TASKS TO PERFORM:
- a) Duplicate the passage of the email reply from "From: Luck, Tony" up to and including "to adjust the severity.".
- b) In the email reply, what existing mechanism does Borislav Petkov say they have?

EXTRACT:
++++++++++
Re: [PATCH v2] x86/mce: Add Skylake quirk for patrol scrub reported errors

From: Luck, Tony
Date: Fri Sep 25 2020 - 20:02:33 EST


On Fri, Sep 25, 2020 at 09:19:12PM +0200, Borislav Petkov wrote:
> And after staring at this a bit, it looks like all it wants to do is to
> adjust the severity. And we have a severity grading mechanism. So let's
> see how ugly it would become if we extended it to check that too.
>
> So how's that below instead?

In some ways that's pretty neat. But it would still be ugly if we need
to extend it further for other issues. Especially if they don't have such
a simple rule to adjust the severity.
++++++++++
INFORMATION PROVIDED:
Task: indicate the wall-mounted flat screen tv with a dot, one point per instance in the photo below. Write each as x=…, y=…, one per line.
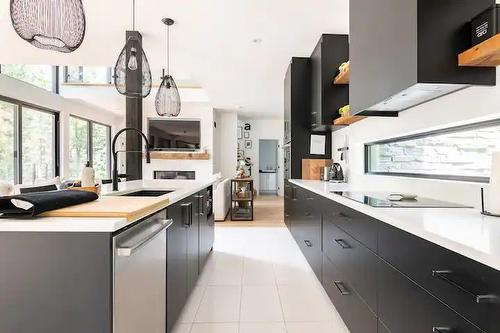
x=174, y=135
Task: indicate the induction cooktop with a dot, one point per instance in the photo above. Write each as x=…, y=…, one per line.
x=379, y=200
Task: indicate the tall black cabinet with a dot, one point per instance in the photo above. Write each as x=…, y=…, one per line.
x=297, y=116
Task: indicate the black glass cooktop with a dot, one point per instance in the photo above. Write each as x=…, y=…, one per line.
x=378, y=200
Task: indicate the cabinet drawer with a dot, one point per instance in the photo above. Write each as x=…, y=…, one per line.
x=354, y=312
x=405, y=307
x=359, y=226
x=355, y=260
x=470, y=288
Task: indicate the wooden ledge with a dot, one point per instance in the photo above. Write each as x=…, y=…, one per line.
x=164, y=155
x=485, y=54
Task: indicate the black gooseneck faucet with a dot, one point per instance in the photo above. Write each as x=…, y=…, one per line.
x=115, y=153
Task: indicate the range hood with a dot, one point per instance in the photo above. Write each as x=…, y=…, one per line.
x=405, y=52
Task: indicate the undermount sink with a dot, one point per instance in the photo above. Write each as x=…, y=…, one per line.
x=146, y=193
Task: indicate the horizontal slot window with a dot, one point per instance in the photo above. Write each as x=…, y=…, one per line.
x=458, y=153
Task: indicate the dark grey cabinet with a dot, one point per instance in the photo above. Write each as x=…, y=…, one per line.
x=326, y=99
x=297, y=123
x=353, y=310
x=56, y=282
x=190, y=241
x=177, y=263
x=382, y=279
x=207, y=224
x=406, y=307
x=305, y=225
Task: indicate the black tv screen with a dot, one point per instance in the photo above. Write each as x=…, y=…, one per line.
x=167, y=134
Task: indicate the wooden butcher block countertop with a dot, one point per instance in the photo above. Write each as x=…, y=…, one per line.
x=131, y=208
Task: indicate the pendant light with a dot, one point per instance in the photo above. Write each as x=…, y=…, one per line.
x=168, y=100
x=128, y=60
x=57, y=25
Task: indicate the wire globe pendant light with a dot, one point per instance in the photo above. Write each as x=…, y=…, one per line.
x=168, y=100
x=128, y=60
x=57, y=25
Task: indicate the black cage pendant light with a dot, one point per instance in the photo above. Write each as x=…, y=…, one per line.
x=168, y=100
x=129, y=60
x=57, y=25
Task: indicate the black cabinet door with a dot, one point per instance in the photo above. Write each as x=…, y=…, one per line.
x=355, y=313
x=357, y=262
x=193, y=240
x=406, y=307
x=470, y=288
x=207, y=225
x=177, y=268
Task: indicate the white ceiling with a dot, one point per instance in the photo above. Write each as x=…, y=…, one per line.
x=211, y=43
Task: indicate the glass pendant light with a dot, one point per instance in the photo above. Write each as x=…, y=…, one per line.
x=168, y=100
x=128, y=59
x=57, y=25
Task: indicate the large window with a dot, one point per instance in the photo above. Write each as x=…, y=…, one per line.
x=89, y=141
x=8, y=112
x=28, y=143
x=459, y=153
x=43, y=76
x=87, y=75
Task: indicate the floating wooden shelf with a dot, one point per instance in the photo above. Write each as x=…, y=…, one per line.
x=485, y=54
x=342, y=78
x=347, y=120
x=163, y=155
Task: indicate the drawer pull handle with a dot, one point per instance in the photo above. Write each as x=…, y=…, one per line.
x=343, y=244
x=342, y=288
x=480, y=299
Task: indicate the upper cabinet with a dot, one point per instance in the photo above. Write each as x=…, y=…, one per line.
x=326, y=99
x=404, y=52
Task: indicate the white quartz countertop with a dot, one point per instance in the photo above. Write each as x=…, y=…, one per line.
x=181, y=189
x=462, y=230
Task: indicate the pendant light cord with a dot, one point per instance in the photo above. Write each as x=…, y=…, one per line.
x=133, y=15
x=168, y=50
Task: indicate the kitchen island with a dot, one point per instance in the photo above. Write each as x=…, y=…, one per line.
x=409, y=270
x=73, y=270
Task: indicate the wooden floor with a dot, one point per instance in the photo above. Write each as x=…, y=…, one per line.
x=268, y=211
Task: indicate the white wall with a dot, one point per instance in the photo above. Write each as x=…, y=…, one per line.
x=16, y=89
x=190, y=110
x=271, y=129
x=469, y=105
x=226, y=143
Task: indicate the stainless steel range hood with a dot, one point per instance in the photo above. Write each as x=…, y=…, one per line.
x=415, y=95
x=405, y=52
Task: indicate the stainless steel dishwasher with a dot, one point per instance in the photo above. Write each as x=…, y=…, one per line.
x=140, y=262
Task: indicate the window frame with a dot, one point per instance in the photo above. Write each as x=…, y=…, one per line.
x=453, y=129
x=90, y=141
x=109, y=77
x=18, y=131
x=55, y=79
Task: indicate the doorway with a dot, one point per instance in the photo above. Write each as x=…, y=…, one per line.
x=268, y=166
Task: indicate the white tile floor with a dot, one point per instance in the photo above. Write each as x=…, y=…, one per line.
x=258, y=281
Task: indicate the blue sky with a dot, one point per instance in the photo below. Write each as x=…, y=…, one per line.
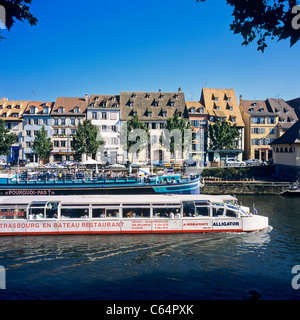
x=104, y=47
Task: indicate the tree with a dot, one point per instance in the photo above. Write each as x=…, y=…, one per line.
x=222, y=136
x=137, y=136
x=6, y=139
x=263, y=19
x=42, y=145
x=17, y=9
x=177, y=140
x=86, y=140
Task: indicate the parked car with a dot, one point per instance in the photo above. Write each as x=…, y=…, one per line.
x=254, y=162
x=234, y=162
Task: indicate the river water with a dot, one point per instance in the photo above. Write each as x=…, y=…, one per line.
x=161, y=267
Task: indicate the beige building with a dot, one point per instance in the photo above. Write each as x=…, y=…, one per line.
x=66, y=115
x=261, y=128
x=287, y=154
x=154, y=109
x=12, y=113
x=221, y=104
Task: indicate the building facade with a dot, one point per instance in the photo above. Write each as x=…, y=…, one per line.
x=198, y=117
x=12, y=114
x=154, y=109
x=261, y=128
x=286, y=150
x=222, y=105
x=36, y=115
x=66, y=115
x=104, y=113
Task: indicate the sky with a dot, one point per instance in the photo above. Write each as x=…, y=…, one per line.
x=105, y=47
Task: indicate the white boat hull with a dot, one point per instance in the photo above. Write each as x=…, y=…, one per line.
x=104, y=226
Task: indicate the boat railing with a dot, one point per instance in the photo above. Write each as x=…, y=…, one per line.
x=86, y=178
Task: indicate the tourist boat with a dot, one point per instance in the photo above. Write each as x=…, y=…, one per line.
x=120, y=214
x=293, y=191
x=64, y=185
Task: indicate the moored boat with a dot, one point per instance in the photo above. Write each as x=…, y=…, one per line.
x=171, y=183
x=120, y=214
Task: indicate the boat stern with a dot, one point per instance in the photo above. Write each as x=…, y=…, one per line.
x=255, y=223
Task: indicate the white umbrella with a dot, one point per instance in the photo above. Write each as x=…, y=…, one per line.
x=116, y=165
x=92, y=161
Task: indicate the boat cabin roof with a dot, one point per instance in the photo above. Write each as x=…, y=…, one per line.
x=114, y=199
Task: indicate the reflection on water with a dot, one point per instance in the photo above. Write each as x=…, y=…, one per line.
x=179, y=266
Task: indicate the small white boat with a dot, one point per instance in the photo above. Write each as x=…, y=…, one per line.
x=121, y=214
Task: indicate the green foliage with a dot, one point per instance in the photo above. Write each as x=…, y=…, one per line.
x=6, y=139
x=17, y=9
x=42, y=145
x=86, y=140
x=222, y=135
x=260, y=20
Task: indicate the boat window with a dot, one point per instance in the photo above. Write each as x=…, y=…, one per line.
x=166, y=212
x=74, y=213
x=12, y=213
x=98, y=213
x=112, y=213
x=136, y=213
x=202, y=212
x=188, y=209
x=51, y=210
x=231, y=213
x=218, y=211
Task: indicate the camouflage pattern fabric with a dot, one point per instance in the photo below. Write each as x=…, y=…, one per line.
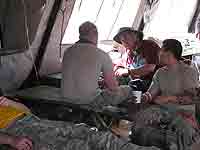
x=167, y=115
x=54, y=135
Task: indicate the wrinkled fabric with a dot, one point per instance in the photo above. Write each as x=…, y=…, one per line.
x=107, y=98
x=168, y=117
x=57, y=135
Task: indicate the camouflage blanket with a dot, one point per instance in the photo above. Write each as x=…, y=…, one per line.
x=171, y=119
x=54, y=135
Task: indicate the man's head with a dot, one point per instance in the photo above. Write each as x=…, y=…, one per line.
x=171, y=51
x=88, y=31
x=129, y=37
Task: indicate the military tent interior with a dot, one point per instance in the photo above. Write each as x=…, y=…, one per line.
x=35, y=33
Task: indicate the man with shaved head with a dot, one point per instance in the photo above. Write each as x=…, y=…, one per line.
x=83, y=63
++++++++++
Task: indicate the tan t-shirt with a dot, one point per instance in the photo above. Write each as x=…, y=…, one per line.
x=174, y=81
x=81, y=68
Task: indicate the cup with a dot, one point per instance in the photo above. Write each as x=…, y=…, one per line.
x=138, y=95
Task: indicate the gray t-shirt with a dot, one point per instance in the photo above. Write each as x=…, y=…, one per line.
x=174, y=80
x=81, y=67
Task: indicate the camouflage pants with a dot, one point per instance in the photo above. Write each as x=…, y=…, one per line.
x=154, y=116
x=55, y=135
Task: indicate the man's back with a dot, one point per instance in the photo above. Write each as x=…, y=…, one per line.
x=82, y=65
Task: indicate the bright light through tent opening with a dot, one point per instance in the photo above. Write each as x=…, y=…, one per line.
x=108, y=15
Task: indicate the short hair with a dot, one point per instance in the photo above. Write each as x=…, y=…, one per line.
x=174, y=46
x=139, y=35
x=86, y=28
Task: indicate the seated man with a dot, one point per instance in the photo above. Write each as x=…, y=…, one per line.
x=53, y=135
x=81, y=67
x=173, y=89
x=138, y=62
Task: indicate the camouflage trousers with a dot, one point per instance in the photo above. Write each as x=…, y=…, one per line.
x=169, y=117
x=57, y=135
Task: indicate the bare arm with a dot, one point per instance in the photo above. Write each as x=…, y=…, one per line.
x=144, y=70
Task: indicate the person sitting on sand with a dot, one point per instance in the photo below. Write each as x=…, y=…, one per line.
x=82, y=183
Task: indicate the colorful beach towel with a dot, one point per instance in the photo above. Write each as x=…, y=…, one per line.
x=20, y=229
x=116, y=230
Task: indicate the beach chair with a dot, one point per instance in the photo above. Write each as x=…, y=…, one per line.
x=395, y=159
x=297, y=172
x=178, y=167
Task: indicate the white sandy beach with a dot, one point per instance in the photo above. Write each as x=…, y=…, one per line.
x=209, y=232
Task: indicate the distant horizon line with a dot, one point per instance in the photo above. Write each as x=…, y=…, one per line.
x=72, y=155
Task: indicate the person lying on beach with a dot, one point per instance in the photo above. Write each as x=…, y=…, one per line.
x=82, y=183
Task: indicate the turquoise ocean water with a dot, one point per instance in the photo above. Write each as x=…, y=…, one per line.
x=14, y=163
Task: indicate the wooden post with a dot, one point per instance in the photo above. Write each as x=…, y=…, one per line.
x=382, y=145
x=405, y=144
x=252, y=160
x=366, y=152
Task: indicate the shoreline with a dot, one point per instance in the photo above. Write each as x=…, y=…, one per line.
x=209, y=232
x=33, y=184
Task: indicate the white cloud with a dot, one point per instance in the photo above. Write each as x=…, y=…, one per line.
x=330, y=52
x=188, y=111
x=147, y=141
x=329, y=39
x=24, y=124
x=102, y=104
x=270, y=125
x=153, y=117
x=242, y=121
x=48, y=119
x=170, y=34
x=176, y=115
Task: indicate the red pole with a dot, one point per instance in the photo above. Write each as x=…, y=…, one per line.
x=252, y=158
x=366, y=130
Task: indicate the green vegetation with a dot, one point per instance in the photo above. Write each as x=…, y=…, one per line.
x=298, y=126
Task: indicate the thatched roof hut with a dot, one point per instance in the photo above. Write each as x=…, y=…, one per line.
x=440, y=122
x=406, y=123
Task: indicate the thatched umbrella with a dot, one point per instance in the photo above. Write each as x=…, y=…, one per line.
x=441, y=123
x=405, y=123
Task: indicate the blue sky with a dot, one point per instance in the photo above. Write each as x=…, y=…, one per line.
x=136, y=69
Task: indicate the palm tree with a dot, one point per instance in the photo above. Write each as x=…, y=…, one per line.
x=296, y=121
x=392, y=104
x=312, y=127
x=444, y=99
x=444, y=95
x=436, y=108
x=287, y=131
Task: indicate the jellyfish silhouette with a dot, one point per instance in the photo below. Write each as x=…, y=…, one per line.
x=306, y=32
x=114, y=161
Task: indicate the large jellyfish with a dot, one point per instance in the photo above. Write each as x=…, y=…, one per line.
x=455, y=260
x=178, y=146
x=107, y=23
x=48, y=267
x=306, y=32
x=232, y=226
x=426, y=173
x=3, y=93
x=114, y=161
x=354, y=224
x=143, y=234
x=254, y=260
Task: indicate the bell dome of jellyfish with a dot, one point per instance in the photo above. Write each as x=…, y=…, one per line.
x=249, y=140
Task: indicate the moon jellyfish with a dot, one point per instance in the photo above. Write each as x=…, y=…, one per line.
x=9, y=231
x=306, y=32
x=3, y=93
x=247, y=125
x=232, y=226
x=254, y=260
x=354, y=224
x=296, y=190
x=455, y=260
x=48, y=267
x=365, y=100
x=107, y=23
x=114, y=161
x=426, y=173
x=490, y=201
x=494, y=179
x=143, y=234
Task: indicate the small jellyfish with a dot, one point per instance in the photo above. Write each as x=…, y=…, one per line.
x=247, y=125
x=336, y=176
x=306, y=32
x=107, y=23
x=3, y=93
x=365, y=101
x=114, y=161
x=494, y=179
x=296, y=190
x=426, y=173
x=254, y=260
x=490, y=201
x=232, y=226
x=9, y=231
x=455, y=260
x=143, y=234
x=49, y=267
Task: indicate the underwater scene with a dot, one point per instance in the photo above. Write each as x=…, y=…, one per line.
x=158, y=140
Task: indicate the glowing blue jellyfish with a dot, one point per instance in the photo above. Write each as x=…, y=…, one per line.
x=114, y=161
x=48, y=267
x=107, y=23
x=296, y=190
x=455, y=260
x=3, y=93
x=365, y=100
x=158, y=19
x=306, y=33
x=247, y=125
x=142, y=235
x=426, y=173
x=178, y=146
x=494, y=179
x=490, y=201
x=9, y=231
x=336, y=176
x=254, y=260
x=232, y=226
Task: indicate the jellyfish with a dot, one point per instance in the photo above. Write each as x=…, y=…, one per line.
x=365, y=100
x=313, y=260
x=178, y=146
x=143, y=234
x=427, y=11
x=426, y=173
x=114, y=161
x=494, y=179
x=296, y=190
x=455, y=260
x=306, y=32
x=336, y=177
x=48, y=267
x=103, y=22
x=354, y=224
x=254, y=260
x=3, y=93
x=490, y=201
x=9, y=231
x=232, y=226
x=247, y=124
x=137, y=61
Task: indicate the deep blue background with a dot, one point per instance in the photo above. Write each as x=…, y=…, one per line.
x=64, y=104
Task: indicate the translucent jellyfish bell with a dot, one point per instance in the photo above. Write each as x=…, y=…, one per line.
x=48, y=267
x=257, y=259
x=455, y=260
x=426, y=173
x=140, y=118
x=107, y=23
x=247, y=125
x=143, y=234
++++++++++
OUTPUTS BY TASK:
- a)
From: Luck, Tony
Date: Fri Sep 25 2020 - 20:02:33 EST


On Fri, Sep 25, 2020 at 09:19:12PM +0200, Borislav Petkov wrote:
> And after staring at this a bit, it looks like all it wants to do is to
> adjust the severity. And we have a severity grading mechanism. So let's
> see how ugly it would become if we extended it to check that too.
>
> So how's that below instead?

In some ways that's pretty neat. But it would still be ugly if we need
to extend it further for other issues. Especially if they don't have such
a simple rule to adjust the severity.

- b) A severity grading mechanism.